[THE REQUEST]: Copy out every line of the rows below that contains the word "headlight".

[EXTRACTED INFORMATION]:
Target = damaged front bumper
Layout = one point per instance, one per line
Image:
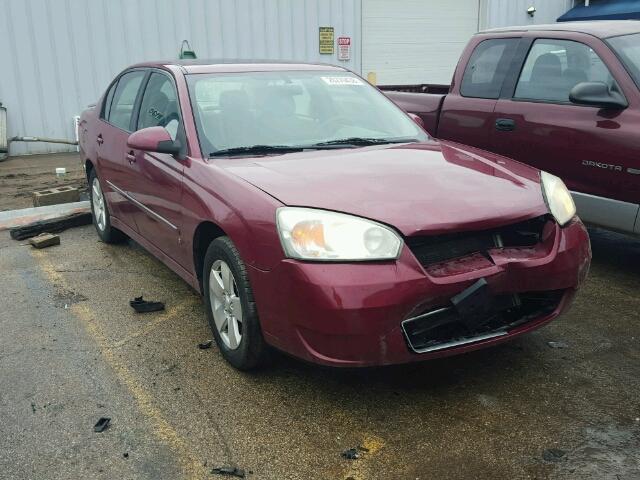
(364, 314)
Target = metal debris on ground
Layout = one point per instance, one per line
(44, 240)
(143, 306)
(229, 471)
(553, 454)
(351, 454)
(102, 424)
(53, 225)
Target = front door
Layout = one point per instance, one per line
(112, 134)
(154, 180)
(588, 147)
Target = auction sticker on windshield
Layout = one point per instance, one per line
(342, 81)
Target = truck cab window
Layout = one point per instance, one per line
(487, 68)
(554, 67)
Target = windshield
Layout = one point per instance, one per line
(280, 109)
(628, 49)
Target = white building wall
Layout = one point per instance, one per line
(57, 56)
(506, 13)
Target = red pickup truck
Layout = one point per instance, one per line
(563, 98)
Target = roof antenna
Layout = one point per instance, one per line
(187, 54)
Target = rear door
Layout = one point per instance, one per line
(154, 180)
(112, 133)
(583, 145)
(467, 112)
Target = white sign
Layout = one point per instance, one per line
(344, 48)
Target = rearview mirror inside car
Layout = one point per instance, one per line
(153, 139)
(597, 94)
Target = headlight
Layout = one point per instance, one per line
(558, 198)
(310, 234)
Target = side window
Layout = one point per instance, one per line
(554, 67)
(124, 99)
(487, 68)
(160, 105)
(106, 106)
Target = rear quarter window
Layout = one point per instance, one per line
(487, 68)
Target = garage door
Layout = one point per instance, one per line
(415, 41)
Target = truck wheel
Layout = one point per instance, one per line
(231, 309)
(100, 211)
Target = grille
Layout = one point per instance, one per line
(434, 249)
(444, 328)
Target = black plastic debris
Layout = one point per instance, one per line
(102, 424)
(53, 225)
(351, 454)
(229, 471)
(553, 454)
(143, 306)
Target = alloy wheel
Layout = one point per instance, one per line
(225, 304)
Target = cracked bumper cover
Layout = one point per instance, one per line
(351, 314)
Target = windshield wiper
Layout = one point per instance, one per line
(363, 141)
(255, 150)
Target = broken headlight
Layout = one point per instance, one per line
(558, 198)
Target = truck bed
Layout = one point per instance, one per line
(426, 105)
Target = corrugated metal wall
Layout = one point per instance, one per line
(505, 13)
(58, 56)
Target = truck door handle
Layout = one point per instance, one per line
(505, 125)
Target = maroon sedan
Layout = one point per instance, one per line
(318, 218)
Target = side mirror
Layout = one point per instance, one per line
(153, 139)
(597, 94)
(417, 119)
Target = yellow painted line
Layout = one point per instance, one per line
(361, 469)
(190, 464)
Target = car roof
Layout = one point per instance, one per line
(237, 65)
(597, 28)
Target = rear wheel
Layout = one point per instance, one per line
(231, 309)
(100, 211)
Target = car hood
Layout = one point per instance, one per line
(417, 188)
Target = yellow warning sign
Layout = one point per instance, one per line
(326, 40)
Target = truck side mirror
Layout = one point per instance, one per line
(597, 94)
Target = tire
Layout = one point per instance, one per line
(100, 213)
(247, 350)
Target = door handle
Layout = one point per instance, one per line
(505, 124)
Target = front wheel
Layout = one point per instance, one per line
(100, 211)
(231, 309)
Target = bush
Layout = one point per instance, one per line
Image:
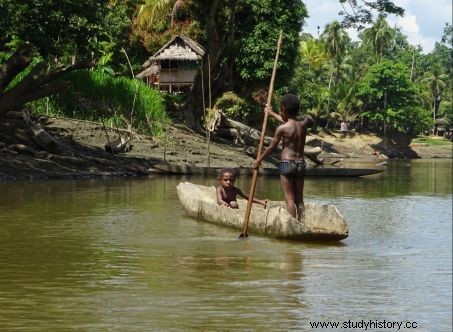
(97, 96)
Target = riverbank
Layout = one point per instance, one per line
(81, 154)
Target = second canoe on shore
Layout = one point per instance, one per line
(323, 171)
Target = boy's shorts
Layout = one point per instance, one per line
(292, 168)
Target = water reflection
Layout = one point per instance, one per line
(122, 255)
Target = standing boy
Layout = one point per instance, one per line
(292, 165)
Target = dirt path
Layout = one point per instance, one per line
(82, 153)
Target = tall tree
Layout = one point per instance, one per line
(389, 96)
(334, 38)
(358, 14)
(435, 82)
(379, 36)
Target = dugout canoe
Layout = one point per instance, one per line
(321, 222)
(321, 171)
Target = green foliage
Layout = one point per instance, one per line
(390, 97)
(66, 28)
(258, 26)
(234, 106)
(95, 96)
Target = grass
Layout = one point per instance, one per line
(96, 96)
(431, 140)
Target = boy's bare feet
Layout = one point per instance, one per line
(300, 212)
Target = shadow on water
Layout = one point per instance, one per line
(122, 255)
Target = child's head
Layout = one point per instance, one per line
(227, 177)
(291, 104)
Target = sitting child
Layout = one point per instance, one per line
(227, 192)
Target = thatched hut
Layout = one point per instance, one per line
(174, 66)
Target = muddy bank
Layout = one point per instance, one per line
(80, 151)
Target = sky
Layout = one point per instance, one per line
(423, 22)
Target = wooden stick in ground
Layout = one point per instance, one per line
(260, 146)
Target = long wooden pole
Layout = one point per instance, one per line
(260, 146)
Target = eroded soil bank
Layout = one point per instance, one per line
(81, 153)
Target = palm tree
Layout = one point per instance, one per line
(379, 36)
(349, 106)
(334, 38)
(435, 83)
(311, 51)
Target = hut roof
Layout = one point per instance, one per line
(178, 48)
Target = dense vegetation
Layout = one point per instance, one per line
(380, 83)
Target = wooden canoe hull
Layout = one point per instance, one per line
(322, 171)
(321, 222)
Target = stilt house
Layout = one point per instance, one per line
(173, 68)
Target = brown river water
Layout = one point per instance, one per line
(120, 255)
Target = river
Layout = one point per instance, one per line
(120, 255)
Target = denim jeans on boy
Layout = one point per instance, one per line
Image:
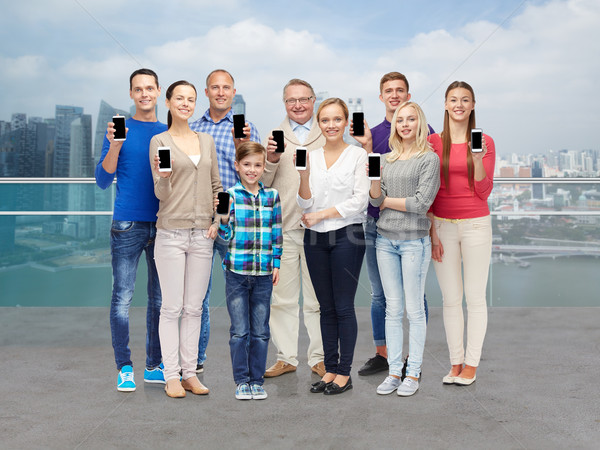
(334, 260)
(249, 306)
(127, 242)
(377, 294)
(219, 246)
(403, 267)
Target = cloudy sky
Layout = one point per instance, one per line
(534, 65)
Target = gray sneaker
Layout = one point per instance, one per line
(408, 387)
(389, 385)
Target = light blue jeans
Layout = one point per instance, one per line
(403, 268)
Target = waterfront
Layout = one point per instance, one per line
(565, 281)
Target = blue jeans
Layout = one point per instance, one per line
(377, 294)
(403, 267)
(249, 306)
(334, 260)
(219, 246)
(127, 242)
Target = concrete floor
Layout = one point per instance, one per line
(537, 388)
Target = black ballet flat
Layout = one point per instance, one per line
(319, 387)
(334, 389)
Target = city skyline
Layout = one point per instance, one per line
(522, 58)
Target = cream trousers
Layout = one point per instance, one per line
(469, 240)
(285, 312)
(183, 261)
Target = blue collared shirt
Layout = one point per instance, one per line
(221, 133)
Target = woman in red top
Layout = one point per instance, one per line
(462, 230)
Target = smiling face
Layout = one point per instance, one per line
(250, 169)
(299, 112)
(407, 124)
(182, 102)
(459, 104)
(332, 122)
(220, 92)
(144, 92)
(393, 93)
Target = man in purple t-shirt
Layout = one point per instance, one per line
(394, 91)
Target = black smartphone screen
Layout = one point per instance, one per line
(164, 154)
(374, 166)
(476, 141)
(358, 124)
(238, 126)
(223, 206)
(278, 137)
(119, 122)
(300, 157)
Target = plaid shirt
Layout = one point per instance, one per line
(221, 133)
(254, 231)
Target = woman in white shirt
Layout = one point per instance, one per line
(334, 192)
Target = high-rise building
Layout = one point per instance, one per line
(239, 105)
(65, 115)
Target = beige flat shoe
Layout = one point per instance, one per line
(174, 389)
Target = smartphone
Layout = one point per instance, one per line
(476, 140)
(164, 154)
(374, 166)
(301, 158)
(119, 126)
(358, 124)
(223, 205)
(239, 122)
(278, 137)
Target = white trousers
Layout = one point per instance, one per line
(285, 310)
(183, 261)
(468, 241)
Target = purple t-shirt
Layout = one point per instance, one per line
(381, 136)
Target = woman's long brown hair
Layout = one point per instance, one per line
(447, 142)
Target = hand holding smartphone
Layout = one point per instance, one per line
(278, 137)
(239, 122)
(164, 155)
(301, 158)
(358, 124)
(119, 126)
(476, 140)
(374, 166)
(223, 205)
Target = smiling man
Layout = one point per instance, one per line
(134, 225)
(299, 129)
(218, 122)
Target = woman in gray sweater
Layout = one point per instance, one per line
(409, 183)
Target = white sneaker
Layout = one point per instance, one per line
(389, 385)
(408, 387)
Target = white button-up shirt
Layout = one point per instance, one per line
(344, 185)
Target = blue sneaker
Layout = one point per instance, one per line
(125, 381)
(243, 392)
(258, 392)
(155, 375)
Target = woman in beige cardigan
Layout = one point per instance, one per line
(184, 238)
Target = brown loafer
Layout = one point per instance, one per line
(279, 368)
(194, 385)
(174, 389)
(319, 369)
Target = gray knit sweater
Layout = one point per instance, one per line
(417, 180)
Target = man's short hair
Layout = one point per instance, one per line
(150, 72)
(219, 70)
(298, 82)
(392, 76)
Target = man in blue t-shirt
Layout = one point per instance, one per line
(133, 226)
(393, 89)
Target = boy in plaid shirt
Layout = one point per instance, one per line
(254, 232)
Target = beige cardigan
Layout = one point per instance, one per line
(187, 196)
(284, 177)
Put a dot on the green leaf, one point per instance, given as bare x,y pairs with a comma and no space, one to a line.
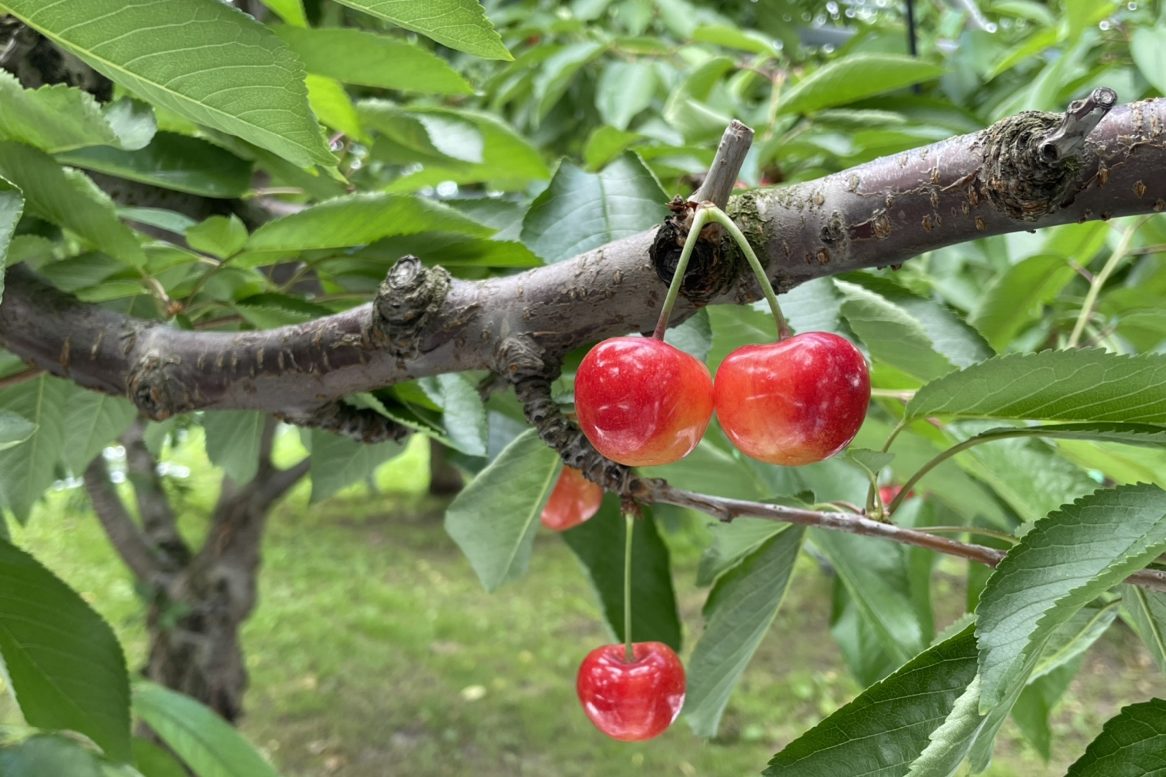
27,469
875,574
1038,586
1131,744
219,236
14,429
624,89
1147,47
12,205
584,210
1018,296
463,414
1145,611
69,198
171,161
737,615
356,56
205,742
597,544
48,755
337,462
459,25
891,334
854,77
60,118
92,421
889,725
1084,385
64,664
357,219
494,518
233,439
232,75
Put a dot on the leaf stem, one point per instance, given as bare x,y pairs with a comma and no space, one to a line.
763,279
678,278
1098,281
630,527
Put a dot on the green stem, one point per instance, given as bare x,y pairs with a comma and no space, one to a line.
1098,281
763,280
678,278
630,524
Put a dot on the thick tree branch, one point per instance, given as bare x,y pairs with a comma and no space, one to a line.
425,323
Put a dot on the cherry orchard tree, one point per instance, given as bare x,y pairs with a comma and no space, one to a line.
183,243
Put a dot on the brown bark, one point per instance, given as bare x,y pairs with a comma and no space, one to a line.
425,323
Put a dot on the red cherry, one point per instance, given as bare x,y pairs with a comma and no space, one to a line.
795,401
632,701
573,501
641,401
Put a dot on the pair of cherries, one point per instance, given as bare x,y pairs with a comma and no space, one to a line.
643,403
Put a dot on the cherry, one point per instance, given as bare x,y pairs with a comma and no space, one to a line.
631,700
573,501
640,401
794,401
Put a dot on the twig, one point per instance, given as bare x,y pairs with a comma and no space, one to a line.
727,510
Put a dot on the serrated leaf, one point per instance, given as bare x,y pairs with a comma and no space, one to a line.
14,429
27,469
1038,586
459,25
233,440
889,725
854,77
583,210
496,516
891,334
737,615
48,755
65,666
875,574
1083,385
219,236
338,462
597,544
92,421
208,744
171,161
463,414
1131,744
233,76
1145,611
57,118
68,198
1017,298
357,219
12,205
356,56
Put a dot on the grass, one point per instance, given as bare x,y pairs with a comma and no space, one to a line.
374,650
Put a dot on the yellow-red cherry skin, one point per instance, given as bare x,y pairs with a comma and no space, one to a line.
641,401
573,501
631,701
795,401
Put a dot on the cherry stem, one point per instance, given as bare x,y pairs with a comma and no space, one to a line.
678,278
763,279
630,525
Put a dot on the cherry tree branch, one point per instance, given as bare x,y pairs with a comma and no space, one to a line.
727,510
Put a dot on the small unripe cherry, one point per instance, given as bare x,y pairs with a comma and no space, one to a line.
573,501
641,401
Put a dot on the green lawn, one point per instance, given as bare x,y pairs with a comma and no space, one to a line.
376,652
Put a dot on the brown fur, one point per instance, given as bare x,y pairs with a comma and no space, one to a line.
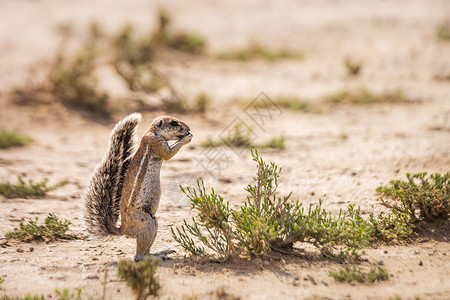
141,190
140,197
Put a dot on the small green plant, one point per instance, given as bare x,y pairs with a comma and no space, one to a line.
255,50
443,31
353,67
242,137
70,77
275,143
66,295
421,197
10,139
140,276
350,274
59,295
181,41
364,96
266,222
27,297
53,228
202,102
418,198
24,189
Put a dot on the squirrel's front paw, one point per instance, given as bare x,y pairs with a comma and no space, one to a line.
187,138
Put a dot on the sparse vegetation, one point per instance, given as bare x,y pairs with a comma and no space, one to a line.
267,222
53,228
241,137
67,295
175,104
353,67
133,61
274,143
420,197
365,96
296,104
28,297
443,31
59,295
70,77
140,276
10,139
354,273
202,102
255,50
24,189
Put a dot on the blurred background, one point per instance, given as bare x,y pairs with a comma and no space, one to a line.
392,43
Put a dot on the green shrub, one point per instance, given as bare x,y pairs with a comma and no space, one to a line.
133,61
255,50
202,102
365,96
140,276
350,274
10,139
66,295
443,31
70,77
242,137
353,67
53,228
393,225
186,42
28,297
420,197
59,295
24,190
266,223
180,41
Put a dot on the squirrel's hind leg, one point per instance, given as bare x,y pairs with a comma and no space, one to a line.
145,236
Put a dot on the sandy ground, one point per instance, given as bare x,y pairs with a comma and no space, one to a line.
396,42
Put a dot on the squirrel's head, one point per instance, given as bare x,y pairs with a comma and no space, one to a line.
169,127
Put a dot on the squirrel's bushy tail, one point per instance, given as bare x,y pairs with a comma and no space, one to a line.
102,198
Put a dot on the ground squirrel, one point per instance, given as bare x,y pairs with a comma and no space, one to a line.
132,182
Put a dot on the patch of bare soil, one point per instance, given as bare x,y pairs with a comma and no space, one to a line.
341,155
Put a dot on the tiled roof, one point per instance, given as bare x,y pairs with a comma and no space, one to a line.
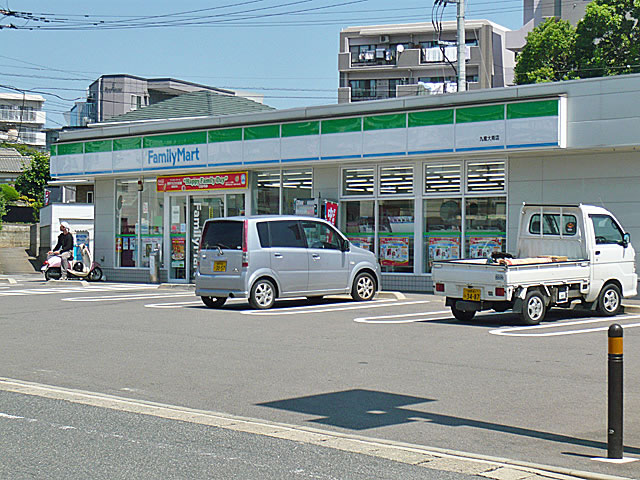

[ANSWER BELOW]:
Target = headlight
Target = broken headlight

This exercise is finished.